Exercise description: In the lines below, swap "one dot apiece" for "one point each" wherever it appears, and reproduce everything else unchanged.

Entries provided:
+++

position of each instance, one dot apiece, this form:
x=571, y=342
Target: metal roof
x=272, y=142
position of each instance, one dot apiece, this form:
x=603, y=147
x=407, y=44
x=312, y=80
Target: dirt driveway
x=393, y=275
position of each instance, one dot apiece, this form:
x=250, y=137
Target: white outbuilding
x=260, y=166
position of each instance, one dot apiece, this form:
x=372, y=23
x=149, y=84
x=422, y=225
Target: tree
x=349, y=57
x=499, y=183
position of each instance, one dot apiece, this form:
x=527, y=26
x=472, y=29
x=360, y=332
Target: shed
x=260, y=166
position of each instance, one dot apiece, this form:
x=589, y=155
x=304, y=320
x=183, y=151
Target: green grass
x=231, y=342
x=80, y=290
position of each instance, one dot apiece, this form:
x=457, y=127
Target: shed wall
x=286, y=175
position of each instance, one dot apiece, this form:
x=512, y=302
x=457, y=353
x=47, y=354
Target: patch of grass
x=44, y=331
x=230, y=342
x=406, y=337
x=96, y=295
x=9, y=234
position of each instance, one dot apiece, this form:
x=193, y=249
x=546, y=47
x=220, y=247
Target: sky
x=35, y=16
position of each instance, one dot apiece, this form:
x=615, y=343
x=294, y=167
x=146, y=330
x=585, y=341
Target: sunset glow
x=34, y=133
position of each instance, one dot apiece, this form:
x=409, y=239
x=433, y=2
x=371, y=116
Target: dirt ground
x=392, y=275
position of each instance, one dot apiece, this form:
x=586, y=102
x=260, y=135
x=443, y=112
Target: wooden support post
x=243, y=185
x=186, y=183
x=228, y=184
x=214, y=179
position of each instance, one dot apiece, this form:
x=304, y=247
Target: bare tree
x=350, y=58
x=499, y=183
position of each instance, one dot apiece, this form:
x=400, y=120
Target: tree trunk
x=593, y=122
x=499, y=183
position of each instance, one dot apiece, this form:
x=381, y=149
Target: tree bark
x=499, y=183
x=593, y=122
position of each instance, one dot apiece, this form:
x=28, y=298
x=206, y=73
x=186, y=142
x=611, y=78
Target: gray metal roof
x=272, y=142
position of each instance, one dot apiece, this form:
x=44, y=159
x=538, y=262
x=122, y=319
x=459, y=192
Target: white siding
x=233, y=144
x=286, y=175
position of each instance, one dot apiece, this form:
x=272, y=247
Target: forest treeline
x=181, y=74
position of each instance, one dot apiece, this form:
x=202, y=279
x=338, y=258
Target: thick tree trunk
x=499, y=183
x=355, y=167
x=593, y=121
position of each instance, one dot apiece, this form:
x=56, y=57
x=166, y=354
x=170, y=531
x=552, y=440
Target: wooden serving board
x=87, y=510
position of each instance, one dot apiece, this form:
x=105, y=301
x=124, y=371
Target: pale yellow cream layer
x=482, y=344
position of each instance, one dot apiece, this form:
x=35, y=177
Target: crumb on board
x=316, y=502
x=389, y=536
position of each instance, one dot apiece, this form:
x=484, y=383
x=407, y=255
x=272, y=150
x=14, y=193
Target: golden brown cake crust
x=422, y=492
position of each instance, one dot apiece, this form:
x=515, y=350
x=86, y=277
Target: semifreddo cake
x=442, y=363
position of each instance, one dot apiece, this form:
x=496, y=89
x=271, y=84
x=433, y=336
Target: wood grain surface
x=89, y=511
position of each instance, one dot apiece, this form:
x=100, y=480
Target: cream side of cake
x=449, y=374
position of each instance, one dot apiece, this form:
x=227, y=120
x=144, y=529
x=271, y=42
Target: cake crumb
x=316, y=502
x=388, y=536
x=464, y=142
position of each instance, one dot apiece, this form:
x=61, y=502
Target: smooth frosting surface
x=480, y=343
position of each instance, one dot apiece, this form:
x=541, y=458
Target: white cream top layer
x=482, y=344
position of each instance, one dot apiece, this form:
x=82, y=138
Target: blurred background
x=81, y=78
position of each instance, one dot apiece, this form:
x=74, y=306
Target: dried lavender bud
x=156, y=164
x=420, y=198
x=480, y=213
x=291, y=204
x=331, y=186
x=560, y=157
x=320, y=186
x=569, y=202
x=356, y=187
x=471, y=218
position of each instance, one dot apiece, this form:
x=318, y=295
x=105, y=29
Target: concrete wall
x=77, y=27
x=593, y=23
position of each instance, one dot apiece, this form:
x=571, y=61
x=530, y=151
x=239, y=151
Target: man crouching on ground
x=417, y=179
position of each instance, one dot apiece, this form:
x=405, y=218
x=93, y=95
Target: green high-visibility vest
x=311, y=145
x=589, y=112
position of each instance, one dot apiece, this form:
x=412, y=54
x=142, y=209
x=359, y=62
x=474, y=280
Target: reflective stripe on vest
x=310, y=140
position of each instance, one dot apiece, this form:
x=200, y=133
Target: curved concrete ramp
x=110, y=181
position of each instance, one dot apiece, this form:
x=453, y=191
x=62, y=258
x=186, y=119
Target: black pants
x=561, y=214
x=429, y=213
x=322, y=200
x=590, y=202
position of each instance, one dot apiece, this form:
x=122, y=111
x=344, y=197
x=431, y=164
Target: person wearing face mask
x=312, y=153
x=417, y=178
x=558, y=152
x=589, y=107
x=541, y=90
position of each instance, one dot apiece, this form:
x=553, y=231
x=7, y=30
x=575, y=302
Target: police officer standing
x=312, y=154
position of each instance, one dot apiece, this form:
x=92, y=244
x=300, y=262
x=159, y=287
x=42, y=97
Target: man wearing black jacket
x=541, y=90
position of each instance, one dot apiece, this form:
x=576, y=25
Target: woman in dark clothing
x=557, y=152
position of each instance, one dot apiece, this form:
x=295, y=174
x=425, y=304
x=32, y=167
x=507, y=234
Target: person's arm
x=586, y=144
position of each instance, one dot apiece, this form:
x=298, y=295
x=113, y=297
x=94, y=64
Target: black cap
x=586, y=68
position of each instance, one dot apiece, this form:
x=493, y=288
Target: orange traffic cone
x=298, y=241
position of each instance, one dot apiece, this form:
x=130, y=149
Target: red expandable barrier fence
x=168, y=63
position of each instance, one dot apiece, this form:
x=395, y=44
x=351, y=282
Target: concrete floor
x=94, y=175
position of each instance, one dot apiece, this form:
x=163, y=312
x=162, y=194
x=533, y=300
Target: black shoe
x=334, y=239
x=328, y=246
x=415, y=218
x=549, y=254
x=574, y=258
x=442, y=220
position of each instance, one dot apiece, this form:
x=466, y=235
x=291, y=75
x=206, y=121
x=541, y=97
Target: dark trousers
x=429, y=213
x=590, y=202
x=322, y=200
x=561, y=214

+++

Output:
position of each instance, one point each, this form:
x=571, y=342
Target: metal roof
x=272, y=142
position of each instance, one point each, this form:
x=603, y=147
x=407, y=44
x=312, y=80
Target: dirt driveway
x=393, y=275
position of each instance, one point each, this form:
x=250, y=137
Target: white outbuilding
x=260, y=166
position of each instance, one point each, this form:
x=372, y=23
x=149, y=84
x=422, y=225
Target: tree
x=349, y=57
x=499, y=183
position of each instance, one point each, this form:
x=527, y=26
x=472, y=29
x=360, y=332
Target: shed
x=260, y=166
position of each instance, one point each, this form:
x=589, y=155
x=304, y=320
x=183, y=151
Target: green grass
x=231, y=342
x=80, y=290
position of each instance, one point each, this form:
x=457, y=127
Target: shed wall
x=286, y=175
position of each instance, one point each, this form:
x=512, y=302
x=457, y=353
x=47, y=354
Target: patch of grass
x=44, y=331
x=230, y=342
x=406, y=337
x=96, y=295
x=9, y=234
position of each instance, one point each, this form:
x=193, y=249
x=546, y=47
x=220, y=247
Target: sky
x=35, y=16
position of each instance, one point each, this form:
x=615, y=343
x=294, y=167
x=146, y=330
x=585, y=341
Target: sunset glow
x=34, y=133
position of each instance, one point each, this form:
x=409, y=239
x=433, y=2
x=371, y=116
Target: dirt ground
x=392, y=275
position of each instance, one point each, this form:
x=586, y=102
x=260, y=135
x=443, y=112
Target: wooden support post
x=243, y=185
x=186, y=183
x=228, y=184
x=214, y=179
position of each instance, one point each, this form:
x=304, y=247
Target: bare tree
x=350, y=58
x=499, y=183
position of each instance, one point each, this form:
x=400, y=120
Target: tree trunk
x=593, y=122
x=499, y=183
position of each instance, one point each, this form:
x=381, y=149
Target: tree bark
x=499, y=183
x=593, y=122
position of each instance, one point each, this form:
x=28, y=298
x=206, y=73
x=186, y=142
x=611, y=78
Target: gray metal roof
x=272, y=142
position of each instance, one point each, this form:
x=44, y=159
x=538, y=262
x=122, y=319
x=459, y=192
Target: white siding
x=233, y=144
x=286, y=175
position of each instance, one point each, this form:
x=272, y=247
Target: forest treeline
x=181, y=74
position of each instance, one point each, this form:
x=202, y=279
x=338, y=258
Target: thick tree trunk
x=499, y=183
x=355, y=167
x=593, y=121
position of each instance, one point each, this form:
x=56, y=57
x=166, y=354
x=170, y=531
x=552, y=440
Target: wooden serving board
x=87, y=510
position of each instance, one point each, this form:
x=105, y=301
x=124, y=371
Target: pale yellow cream layer
x=482, y=344
position of each instance, one point each, this form:
x=35, y=177
Target: crumb on board
x=316, y=502
x=389, y=536
position of each instance, one point each, this form:
x=484, y=383
x=407, y=255
x=272, y=150
x=14, y=193
Target: golden brown cake crust
x=422, y=492
position of each instance, one point each, this form:
x=515, y=350
x=86, y=277
Target: semifreddo cake
x=442, y=363
position of each instance, one point each, this form:
x=496, y=89
x=271, y=84
x=433, y=336
Target: wood grain surface
x=89, y=511
position of each instance, one point each, this form:
x=100, y=480
Target: cream side of cake
x=449, y=374
position of each instance, one point each, this form:
x=227, y=120
x=144, y=529
x=271, y=42
Target: cake crumb
x=316, y=502
x=388, y=536
x=464, y=142
position of each instance, one point each, this form:
x=61, y=502
Target: smooth frosting surface
x=480, y=343
position of each instance, one point each, this form:
x=541, y=458
Target: white cream top layer
x=482, y=344
position of each instance, one point each, this form:
x=82, y=138
Target: blurred background
x=81, y=78
position of each instance, one point each, this form:
x=74, y=306
Target: dried lavender bud
x=156, y=164
x=420, y=198
x=480, y=213
x=291, y=204
x=331, y=186
x=560, y=157
x=320, y=186
x=569, y=202
x=356, y=187
x=471, y=218
position of each instance, one point each, this form:
x=318, y=295
x=105, y=29
Target: concrete wall
x=77, y=27
x=593, y=23
position of each instance, one point each, this form:
x=571, y=61
x=530, y=151
x=239, y=151
Target: man crouching on ground
x=417, y=179
position of each instance, one point each, this form:
x=405, y=218
x=93, y=95
Target: green high-visibility vest
x=311, y=145
x=589, y=112
position of each instance, one point each, this form:
x=412, y=54
x=142, y=209
x=359, y=62
x=474, y=280
Target: reflective stripe on vest
x=310, y=140
position of each instance, one point each, this form:
x=200, y=133
Target: curved concrete ramp
x=110, y=181
position of each instance, one point each, this form:
x=453, y=191
x=62, y=258
x=186, y=119
Target: black pants
x=561, y=214
x=429, y=213
x=322, y=200
x=590, y=202
position of each instance, one point each, this form:
x=122, y=111
x=344, y=197
x=431, y=164
Target: person wearing face mask
x=312, y=153
x=417, y=178
x=558, y=152
x=589, y=107
x=541, y=90
position of each instance, one point each, this form:
x=553, y=231
x=7, y=30
x=575, y=302
Target: police officer standing
x=312, y=154
position of each instance, one point each, this form:
x=92, y=244
x=300, y=262
x=159, y=287
x=42, y=97
Target: man wearing black jacket
x=541, y=90
position of each instance, one point each, this form:
x=576, y=25
Target: woman in dark clothing
x=557, y=152
position of each instance, one point each, this form:
x=295, y=174
x=425, y=304
x=32, y=167
x=507, y=234
Target: person's arm
x=586, y=144
position of each instance, one point each, this form:
x=298, y=295
x=113, y=297
x=94, y=64
Target: black cap
x=586, y=68
position of each instance, one point each, this form:
x=493, y=288
Target: orange traffic cone
x=298, y=241
position of each instance, one point each, this form:
x=130, y=149
Target: red expandable barrier fence
x=168, y=63
position of each instance, one point each, this form:
x=395, y=44
x=351, y=282
Target: concrete floor
x=94, y=175
position of each instance, one point each, this form:
x=163, y=312
x=162, y=194
x=533, y=300
Target: black shoe
x=334, y=239
x=328, y=246
x=415, y=218
x=549, y=254
x=574, y=258
x=442, y=220
position of each instance, one point each, this form:
x=466, y=235
x=291, y=75
x=206, y=121
x=541, y=97
Target: dark trousers
x=429, y=213
x=590, y=202
x=322, y=200
x=561, y=214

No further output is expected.